> [Entries supplied]:
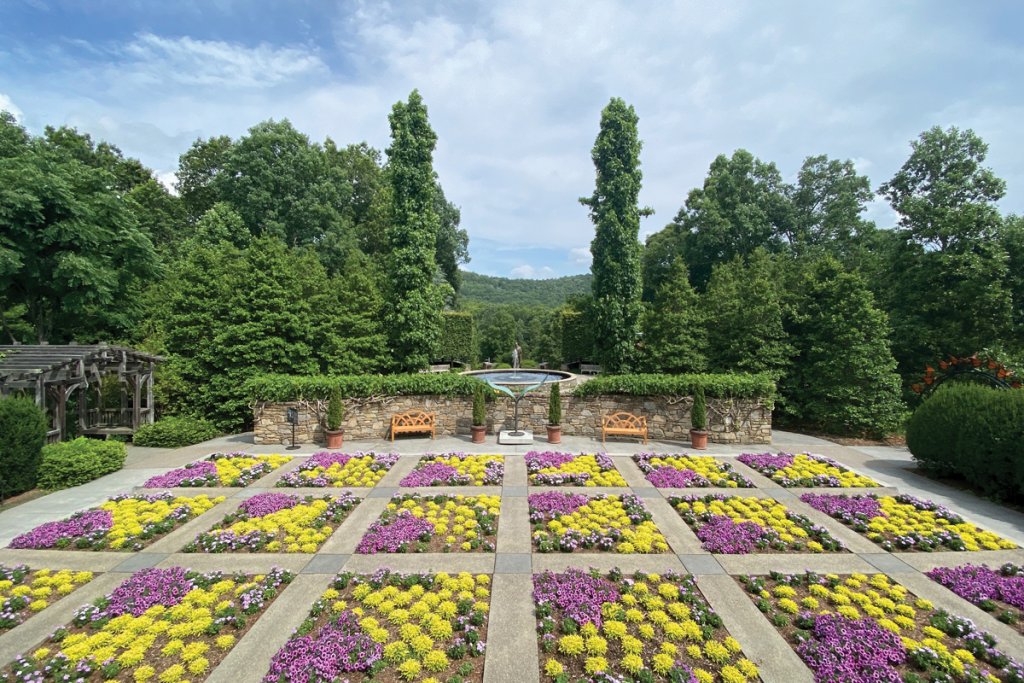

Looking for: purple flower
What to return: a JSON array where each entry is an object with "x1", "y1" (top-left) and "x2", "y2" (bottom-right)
[
  {"x1": 143, "y1": 460, "x2": 219, "y2": 488},
  {"x1": 645, "y1": 466, "x2": 709, "y2": 488},
  {"x1": 532, "y1": 569, "x2": 620, "y2": 627},
  {"x1": 400, "y1": 462, "x2": 469, "y2": 487},
  {"x1": 800, "y1": 493, "x2": 883, "y2": 521},
  {"x1": 264, "y1": 610, "x2": 382, "y2": 683},
  {"x1": 796, "y1": 613, "x2": 905, "y2": 682},
  {"x1": 239, "y1": 492, "x2": 300, "y2": 517},
  {"x1": 104, "y1": 567, "x2": 194, "y2": 617},
  {"x1": 278, "y1": 452, "x2": 399, "y2": 487},
  {"x1": 8, "y1": 509, "x2": 113, "y2": 549},
  {"x1": 527, "y1": 492, "x2": 589, "y2": 521},
  {"x1": 737, "y1": 452, "x2": 796, "y2": 471},
  {"x1": 356, "y1": 511, "x2": 435, "y2": 554},
  {"x1": 696, "y1": 515, "x2": 776, "y2": 554},
  {"x1": 928, "y1": 564, "x2": 1024, "y2": 611}
]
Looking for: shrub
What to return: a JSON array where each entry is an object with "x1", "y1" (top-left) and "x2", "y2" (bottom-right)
[
  {"x1": 37, "y1": 438, "x2": 127, "y2": 490},
  {"x1": 690, "y1": 386, "x2": 707, "y2": 431},
  {"x1": 472, "y1": 386, "x2": 487, "y2": 426},
  {"x1": 133, "y1": 416, "x2": 220, "y2": 448},
  {"x1": 907, "y1": 383, "x2": 1024, "y2": 500},
  {"x1": 435, "y1": 312, "x2": 475, "y2": 364},
  {"x1": 548, "y1": 383, "x2": 561, "y2": 426},
  {"x1": 326, "y1": 386, "x2": 344, "y2": 431},
  {"x1": 247, "y1": 373, "x2": 486, "y2": 402},
  {"x1": 0, "y1": 397, "x2": 48, "y2": 498},
  {"x1": 573, "y1": 373, "x2": 775, "y2": 400}
]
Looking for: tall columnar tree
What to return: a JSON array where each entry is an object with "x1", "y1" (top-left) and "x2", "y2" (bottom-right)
[
  {"x1": 641, "y1": 259, "x2": 707, "y2": 373},
  {"x1": 384, "y1": 90, "x2": 448, "y2": 372},
  {"x1": 581, "y1": 97, "x2": 648, "y2": 372}
]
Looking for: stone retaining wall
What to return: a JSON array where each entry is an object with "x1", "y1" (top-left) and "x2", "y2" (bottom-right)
[{"x1": 253, "y1": 389, "x2": 771, "y2": 445}]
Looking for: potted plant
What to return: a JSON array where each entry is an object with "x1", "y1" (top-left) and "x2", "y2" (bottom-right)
[
  {"x1": 546, "y1": 383, "x2": 562, "y2": 444},
  {"x1": 324, "y1": 386, "x2": 345, "y2": 449},
  {"x1": 689, "y1": 386, "x2": 708, "y2": 449},
  {"x1": 471, "y1": 386, "x2": 487, "y2": 444}
]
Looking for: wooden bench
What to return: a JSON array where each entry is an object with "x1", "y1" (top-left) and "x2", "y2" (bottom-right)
[
  {"x1": 601, "y1": 411, "x2": 648, "y2": 444},
  {"x1": 391, "y1": 410, "x2": 436, "y2": 442}
]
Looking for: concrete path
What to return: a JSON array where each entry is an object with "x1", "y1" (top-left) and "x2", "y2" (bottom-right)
[{"x1": 1, "y1": 431, "x2": 1023, "y2": 682}]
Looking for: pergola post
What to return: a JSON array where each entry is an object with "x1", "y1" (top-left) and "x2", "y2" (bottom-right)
[
  {"x1": 131, "y1": 374, "x2": 142, "y2": 430},
  {"x1": 145, "y1": 364, "x2": 155, "y2": 424}
]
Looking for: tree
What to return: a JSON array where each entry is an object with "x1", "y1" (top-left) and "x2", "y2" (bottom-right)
[
  {"x1": 704, "y1": 249, "x2": 793, "y2": 377},
  {"x1": 641, "y1": 227, "x2": 684, "y2": 303},
  {"x1": 190, "y1": 202, "x2": 250, "y2": 249},
  {"x1": 781, "y1": 256, "x2": 904, "y2": 436},
  {"x1": 791, "y1": 155, "x2": 875, "y2": 257},
  {"x1": 641, "y1": 259, "x2": 707, "y2": 373},
  {"x1": 581, "y1": 97, "x2": 648, "y2": 372},
  {"x1": 127, "y1": 178, "x2": 186, "y2": 250},
  {"x1": 176, "y1": 135, "x2": 234, "y2": 222},
  {"x1": 1001, "y1": 215, "x2": 1024, "y2": 353},
  {"x1": 434, "y1": 183, "x2": 470, "y2": 293},
  {"x1": 383, "y1": 90, "x2": 448, "y2": 371}
]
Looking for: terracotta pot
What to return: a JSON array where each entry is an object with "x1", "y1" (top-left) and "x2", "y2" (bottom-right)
[
  {"x1": 690, "y1": 429, "x2": 708, "y2": 450},
  {"x1": 325, "y1": 429, "x2": 344, "y2": 449},
  {"x1": 471, "y1": 425, "x2": 487, "y2": 444},
  {"x1": 546, "y1": 424, "x2": 562, "y2": 444}
]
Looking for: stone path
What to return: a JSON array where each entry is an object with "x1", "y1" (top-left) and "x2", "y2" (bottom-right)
[{"x1": 1, "y1": 431, "x2": 1023, "y2": 682}]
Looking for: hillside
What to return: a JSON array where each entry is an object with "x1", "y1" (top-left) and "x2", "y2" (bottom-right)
[{"x1": 459, "y1": 271, "x2": 592, "y2": 307}]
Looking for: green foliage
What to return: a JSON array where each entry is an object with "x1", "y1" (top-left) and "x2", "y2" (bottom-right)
[
  {"x1": 641, "y1": 259, "x2": 707, "y2": 373},
  {"x1": 690, "y1": 386, "x2": 707, "y2": 431},
  {"x1": 37, "y1": 438, "x2": 126, "y2": 490},
  {"x1": 907, "y1": 383, "x2": 1024, "y2": 500},
  {"x1": 384, "y1": 91, "x2": 448, "y2": 371},
  {"x1": 548, "y1": 383, "x2": 561, "y2": 426},
  {"x1": 472, "y1": 385, "x2": 487, "y2": 426},
  {"x1": 248, "y1": 373, "x2": 486, "y2": 402},
  {"x1": 780, "y1": 257, "x2": 905, "y2": 436},
  {"x1": 573, "y1": 373, "x2": 775, "y2": 400},
  {"x1": 133, "y1": 416, "x2": 220, "y2": 448},
  {"x1": 436, "y1": 312, "x2": 475, "y2": 363},
  {"x1": 561, "y1": 309, "x2": 595, "y2": 364},
  {"x1": 460, "y1": 272, "x2": 592, "y2": 307},
  {"x1": 326, "y1": 386, "x2": 344, "y2": 431},
  {"x1": 0, "y1": 397, "x2": 48, "y2": 498},
  {"x1": 581, "y1": 98, "x2": 647, "y2": 372},
  {"x1": 791, "y1": 155, "x2": 875, "y2": 254}
]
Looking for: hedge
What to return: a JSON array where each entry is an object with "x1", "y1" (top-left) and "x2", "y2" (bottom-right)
[
  {"x1": 247, "y1": 373, "x2": 487, "y2": 402},
  {"x1": 572, "y1": 373, "x2": 776, "y2": 400},
  {"x1": 906, "y1": 382, "x2": 1024, "y2": 500},
  {"x1": 435, "y1": 312, "x2": 475, "y2": 364},
  {"x1": 561, "y1": 310, "x2": 594, "y2": 363},
  {"x1": 37, "y1": 438, "x2": 127, "y2": 490},
  {"x1": 134, "y1": 416, "x2": 221, "y2": 448},
  {"x1": 0, "y1": 397, "x2": 48, "y2": 498}
]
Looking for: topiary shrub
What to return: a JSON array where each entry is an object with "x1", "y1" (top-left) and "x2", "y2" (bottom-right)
[
  {"x1": 326, "y1": 386, "x2": 344, "y2": 431},
  {"x1": 548, "y1": 383, "x2": 561, "y2": 426},
  {"x1": 133, "y1": 416, "x2": 220, "y2": 448},
  {"x1": 690, "y1": 386, "x2": 707, "y2": 431},
  {"x1": 37, "y1": 438, "x2": 127, "y2": 490},
  {"x1": 472, "y1": 386, "x2": 487, "y2": 427},
  {"x1": 0, "y1": 397, "x2": 48, "y2": 499}
]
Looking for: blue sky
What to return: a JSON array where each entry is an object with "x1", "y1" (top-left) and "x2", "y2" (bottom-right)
[{"x1": 2, "y1": 1, "x2": 1023, "y2": 278}]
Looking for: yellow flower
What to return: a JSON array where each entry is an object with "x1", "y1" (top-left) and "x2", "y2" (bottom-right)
[{"x1": 544, "y1": 659, "x2": 564, "y2": 678}]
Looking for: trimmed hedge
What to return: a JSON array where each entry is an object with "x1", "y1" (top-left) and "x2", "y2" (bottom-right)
[
  {"x1": 133, "y1": 416, "x2": 220, "y2": 448},
  {"x1": 37, "y1": 438, "x2": 127, "y2": 490},
  {"x1": 907, "y1": 383, "x2": 1024, "y2": 500},
  {"x1": 561, "y1": 310, "x2": 594, "y2": 363},
  {"x1": 435, "y1": 312, "x2": 475, "y2": 364},
  {"x1": 0, "y1": 397, "x2": 48, "y2": 498},
  {"x1": 573, "y1": 373, "x2": 776, "y2": 400},
  {"x1": 247, "y1": 373, "x2": 487, "y2": 402}
]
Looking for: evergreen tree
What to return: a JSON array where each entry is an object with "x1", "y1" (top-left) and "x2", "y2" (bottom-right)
[
  {"x1": 781, "y1": 257, "x2": 904, "y2": 436},
  {"x1": 384, "y1": 90, "x2": 448, "y2": 371},
  {"x1": 581, "y1": 97, "x2": 648, "y2": 372},
  {"x1": 641, "y1": 259, "x2": 707, "y2": 373}
]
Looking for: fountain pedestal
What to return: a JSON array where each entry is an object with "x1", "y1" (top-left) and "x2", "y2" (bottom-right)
[{"x1": 498, "y1": 430, "x2": 533, "y2": 445}]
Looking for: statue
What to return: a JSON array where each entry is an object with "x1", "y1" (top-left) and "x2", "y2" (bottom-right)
[{"x1": 511, "y1": 343, "x2": 522, "y2": 370}]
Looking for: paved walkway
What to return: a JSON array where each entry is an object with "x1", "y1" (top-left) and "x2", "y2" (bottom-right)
[{"x1": 0, "y1": 431, "x2": 1022, "y2": 682}]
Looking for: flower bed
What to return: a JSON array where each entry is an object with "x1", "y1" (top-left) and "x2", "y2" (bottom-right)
[
  {"x1": 264, "y1": 569, "x2": 490, "y2": 683},
  {"x1": 2, "y1": 566, "x2": 293, "y2": 682},
  {"x1": 7, "y1": 494, "x2": 223, "y2": 552},
  {"x1": 800, "y1": 493, "x2": 1018, "y2": 552},
  {"x1": 736, "y1": 452, "x2": 879, "y2": 488},
  {"x1": 400, "y1": 454, "x2": 503, "y2": 486},
  {"x1": 633, "y1": 454, "x2": 753, "y2": 488},
  {"x1": 357, "y1": 494, "x2": 499, "y2": 554},
  {"x1": 739, "y1": 570, "x2": 1024, "y2": 682},
  {"x1": 670, "y1": 495, "x2": 844, "y2": 554},
  {"x1": 525, "y1": 452, "x2": 627, "y2": 486},
  {"x1": 184, "y1": 492, "x2": 359, "y2": 553},
  {"x1": 533, "y1": 568, "x2": 760, "y2": 682},
  {"x1": 0, "y1": 565, "x2": 94, "y2": 632},
  {"x1": 529, "y1": 492, "x2": 669, "y2": 553},
  {"x1": 276, "y1": 452, "x2": 400, "y2": 488},
  {"x1": 927, "y1": 564, "x2": 1024, "y2": 634},
  {"x1": 143, "y1": 453, "x2": 292, "y2": 488}
]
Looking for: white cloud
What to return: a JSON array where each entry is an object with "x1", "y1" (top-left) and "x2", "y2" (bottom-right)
[
  {"x1": 510, "y1": 264, "x2": 555, "y2": 279},
  {"x1": 0, "y1": 93, "x2": 23, "y2": 121},
  {"x1": 569, "y1": 247, "x2": 591, "y2": 266}
]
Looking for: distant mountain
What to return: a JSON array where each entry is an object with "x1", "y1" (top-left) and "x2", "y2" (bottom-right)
[{"x1": 459, "y1": 271, "x2": 592, "y2": 307}]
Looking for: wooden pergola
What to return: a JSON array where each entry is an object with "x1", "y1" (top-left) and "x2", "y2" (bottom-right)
[{"x1": 0, "y1": 344, "x2": 161, "y2": 442}]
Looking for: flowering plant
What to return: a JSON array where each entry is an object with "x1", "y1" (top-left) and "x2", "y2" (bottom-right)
[
  {"x1": 265, "y1": 569, "x2": 490, "y2": 683},
  {"x1": 801, "y1": 493, "x2": 1018, "y2": 552},
  {"x1": 533, "y1": 569, "x2": 758, "y2": 682},
  {"x1": 529, "y1": 492, "x2": 669, "y2": 554},
  {"x1": 927, "y1": 564, "x2": 1024, "y2": 632},
  {"x1": 525, "y1": 452, "x2": 626, "y2": 486},
  {"x1": 737, "y1": 452, "x2": 879, "y2": 488},
  {"x1": 184, "y1": 492, "x2": 359, "y2": 553},
  {"x1": 143, "y1": 453, "x2": 292, "y2": 488},
  {"x1": 8, "y1": 494, "x2": 223, "y2": 552},
  {"x1": 671, "y1": 494, "x2": 843, "y2": 553},
  {"x1": 357, "y1": 494, "x2": 499, "y2": 553},
  {"x1": 4, "y1": 566, "x2": 293, "y2": 683},
  {"x1": 400, "y1": 454, "x2": 503, "y2": 486},
  {"x1": 740, "y1": 570, "x2": 1024, "y2": 682},
  {"x1": 277, "y1": 451, "x2": 400, "y2": 488},
  {"x1": 633, "y1": 454, "x2": 753, "y2": 488},
  {"x1": 0, "y1": 566, "x2": 93, "y2": 632}
]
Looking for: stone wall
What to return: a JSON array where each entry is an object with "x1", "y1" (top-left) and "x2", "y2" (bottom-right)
[{"x1": 253, "y1": 389, "x2": 772, "y2": 445}]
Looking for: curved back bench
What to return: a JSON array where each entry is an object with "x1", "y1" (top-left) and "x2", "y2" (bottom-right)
[
  {"x1": 391, "y1": 410, "x2": 436, "y2": 442},
  {"x1": 601, "y1": 411, "x2": 648, "y2": 445}
]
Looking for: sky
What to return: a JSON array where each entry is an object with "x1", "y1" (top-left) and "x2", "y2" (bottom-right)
[{"x1": 1, "y1": 1, "x2": 1022, "y2": 278}]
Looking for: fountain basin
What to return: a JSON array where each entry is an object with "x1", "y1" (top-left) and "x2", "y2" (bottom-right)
[{"x1": 462, "y1": 369, "x2": 575, "y2": 386}]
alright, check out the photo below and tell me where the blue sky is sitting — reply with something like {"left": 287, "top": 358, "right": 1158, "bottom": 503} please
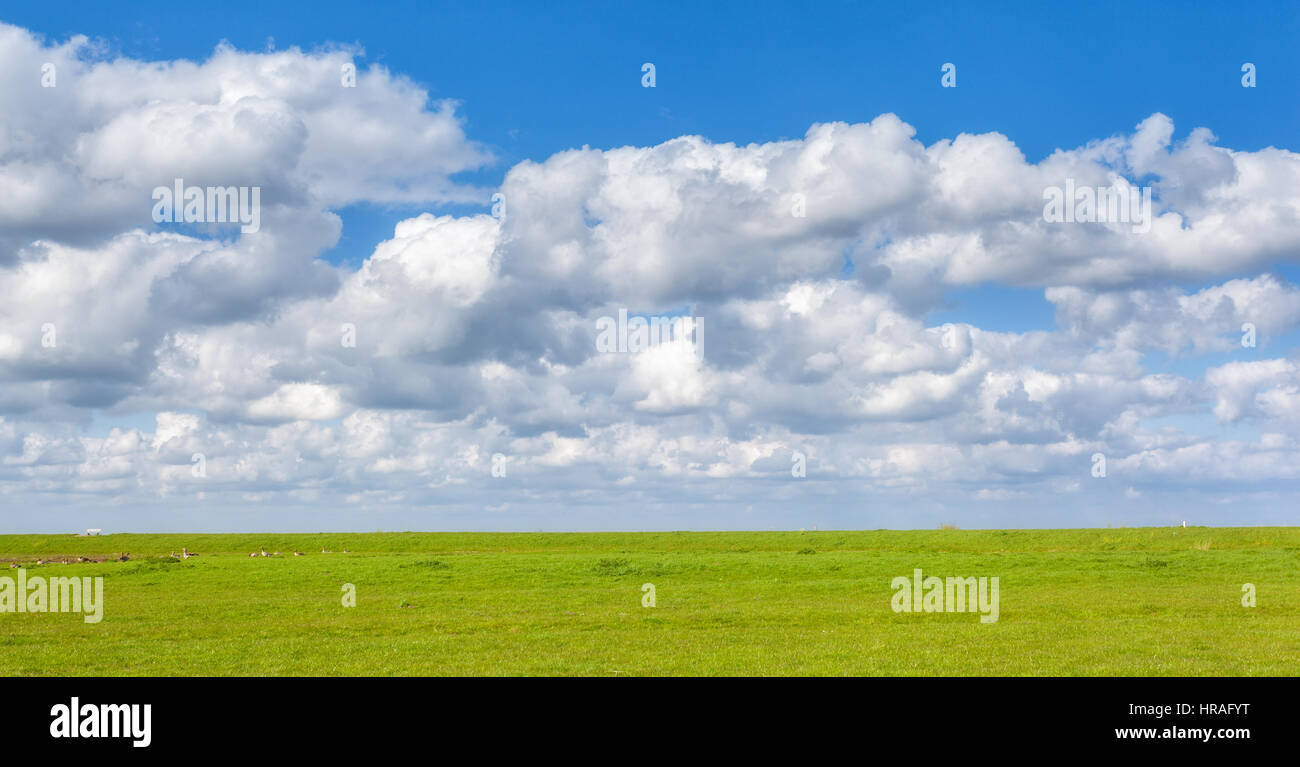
{"left": 1, "top": 3, "right": 1298, "bottom": 532}
{"left": 14, "top": 1, "right": 1297, "bottom": 156}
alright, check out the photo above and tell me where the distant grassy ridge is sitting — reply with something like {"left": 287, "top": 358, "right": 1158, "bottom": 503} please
{"left": 3, "top": 526, "right": 1298, "bottom": 558}
{"left": 1, "top": 527, "right": 1296, "bottom": 676}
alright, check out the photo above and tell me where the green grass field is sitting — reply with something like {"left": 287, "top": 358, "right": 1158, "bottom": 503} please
{"left": 1, "top": 527, "right": 1296, "bottom": 676}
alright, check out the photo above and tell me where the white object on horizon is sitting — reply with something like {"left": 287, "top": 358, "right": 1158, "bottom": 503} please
{"left": 86, "top": 528, "right": 102, "bottom": 536}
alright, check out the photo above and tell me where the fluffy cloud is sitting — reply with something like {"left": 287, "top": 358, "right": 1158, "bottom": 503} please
{"left": 1206, "top": 359, "right": 1300, "bottom": 424}
{"left": 1049, "top": 275, "right": 1300, "bottom": 356}
{"left": 0, "top": 23, "right": 489, "bottom": 255}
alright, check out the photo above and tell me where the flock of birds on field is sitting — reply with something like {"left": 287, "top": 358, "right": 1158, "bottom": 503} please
{"left": 6, "top": 545, "right": 352, "bottom": 568}
{"left": 9, "top": 554, "right": 127, "bottom": 567}
{"left": 245, "top": 546, "right": 350, "bottom": 558}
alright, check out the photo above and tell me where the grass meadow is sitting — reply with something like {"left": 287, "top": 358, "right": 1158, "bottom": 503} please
{"left": 1, "top": 527, "right": 1296, "bottom": 676}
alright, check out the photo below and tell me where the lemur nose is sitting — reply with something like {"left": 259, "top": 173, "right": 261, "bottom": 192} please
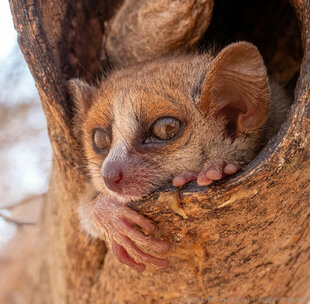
{"left": 103, "top": 170, "right": 123, "bottom": 192}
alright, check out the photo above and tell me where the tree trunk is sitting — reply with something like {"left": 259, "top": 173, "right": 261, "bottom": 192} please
{"left": 8, "top": 0, "right": 310, "bottom": 303}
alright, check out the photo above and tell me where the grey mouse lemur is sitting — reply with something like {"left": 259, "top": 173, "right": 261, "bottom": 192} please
{"left": 68, "top": 42, "right": 291, "bottom": 272}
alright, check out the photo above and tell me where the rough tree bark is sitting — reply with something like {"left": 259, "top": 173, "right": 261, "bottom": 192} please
{"left": 7, "top": 0, "right": 310, "bottom": 303}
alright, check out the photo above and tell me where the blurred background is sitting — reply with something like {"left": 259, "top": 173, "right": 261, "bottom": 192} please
{"left": 0, "top": 1, "right": 52, "bottom": 252}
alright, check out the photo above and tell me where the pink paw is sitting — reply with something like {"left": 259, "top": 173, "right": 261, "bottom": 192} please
{"left": 172, "top": 160, "right": 240, "bottom": 187}
{"left": 93, "top": 196, "right": 170, "bottom": 272}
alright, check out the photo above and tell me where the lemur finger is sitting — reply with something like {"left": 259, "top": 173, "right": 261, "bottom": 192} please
{"left": 203, "top": 160, "right": 226, "bottom": 180}
{"left": 197, "top": 172, "right": 213, "bottom": 186}
{"left": 172, "top": 171, "right": 198, "bottom": 187}
{"left": 111, "top": 241, "right": 145, "bottom": 272}
{"left": 118, "top": 206, "right": 155, "bottom": 233}
{"left": 119, "top": 234, "right": 169, "bottom": 268}
{"left": 120, "top": 219, "right": 170, "bottom": 253}
{"left": 223, "top": 162, "right": 240, "bottom": 175}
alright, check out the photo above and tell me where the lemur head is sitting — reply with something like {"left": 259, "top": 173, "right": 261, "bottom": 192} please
{"left": 68, "top": 42, "right": 270, "bottom": 202}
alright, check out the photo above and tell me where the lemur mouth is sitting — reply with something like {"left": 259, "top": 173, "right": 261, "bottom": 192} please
{"left": 105, "top": 183, "right": 149, "bottom": 201}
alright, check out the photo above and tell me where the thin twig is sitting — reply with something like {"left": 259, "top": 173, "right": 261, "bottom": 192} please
{"left": 0, "top": 213, "right": 36, "bottom": 226}
{"left": 0, "top": 193, "right": 46, "bottom": 211}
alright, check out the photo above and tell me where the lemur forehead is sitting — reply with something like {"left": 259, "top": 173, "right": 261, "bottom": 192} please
{"left": 94, "top": 53, "right": 214, "bottom": 128}
{"left": 113, "top": 86, "right": 186, "bottom": 123}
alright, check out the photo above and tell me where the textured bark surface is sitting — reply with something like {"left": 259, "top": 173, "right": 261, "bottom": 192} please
{"left": 6, "top": 0, "right": 310, "bottom": 303}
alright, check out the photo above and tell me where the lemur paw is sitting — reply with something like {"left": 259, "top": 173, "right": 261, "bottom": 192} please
{"left": 93, "top": 196, "right": 170, "bottom": 272}
{"left": 172, "top": 159, "right": 240, "bottom": 187}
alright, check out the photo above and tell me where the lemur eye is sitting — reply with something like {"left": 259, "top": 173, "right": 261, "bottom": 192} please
{"left": 151, "top": 117, "right": 181, "bottom": 141}
{"left": 93, "top": 128, "right": 110, "bottom": 153}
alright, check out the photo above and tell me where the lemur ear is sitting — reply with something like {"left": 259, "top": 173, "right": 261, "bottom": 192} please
{"left": 67, "top": 78, "right": 96, "bottom": 115}
{"left": 200, "top": 42, "right": 270, "bottom": 136}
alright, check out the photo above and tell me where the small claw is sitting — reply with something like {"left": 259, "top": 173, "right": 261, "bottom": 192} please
{"left": 111, "top": 241, "right": 145, "bottom": 272}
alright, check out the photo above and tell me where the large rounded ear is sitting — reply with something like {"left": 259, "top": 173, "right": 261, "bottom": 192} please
{"left": 67, "top": 78, "right": 96, "bottom": 117}
{"left": 200, "top": 42, "right": 270, "bottom": 136}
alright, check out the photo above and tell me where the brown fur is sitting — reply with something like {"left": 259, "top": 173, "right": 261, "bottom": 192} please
{"left": 68, "top": 42, "right": 291, "bottom": 238}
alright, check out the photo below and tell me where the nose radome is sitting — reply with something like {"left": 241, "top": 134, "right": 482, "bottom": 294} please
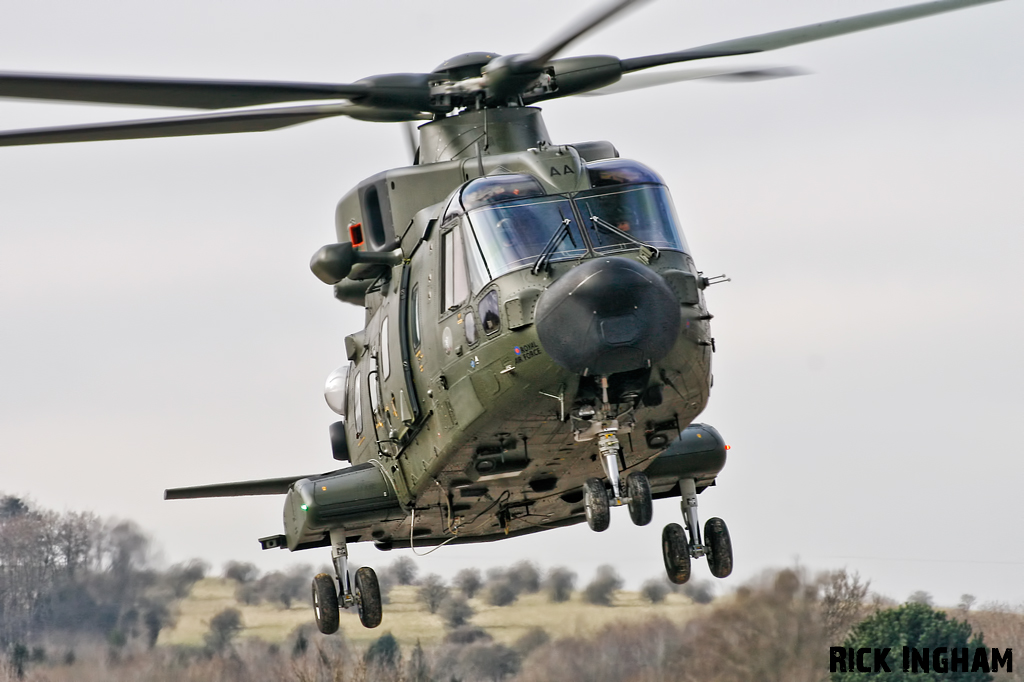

> [Problem description]:
Copy down every line of the entries containing the word "fountain".

> [Task answer]:
Looking for: fountain pedestal
Looking for: fountain basin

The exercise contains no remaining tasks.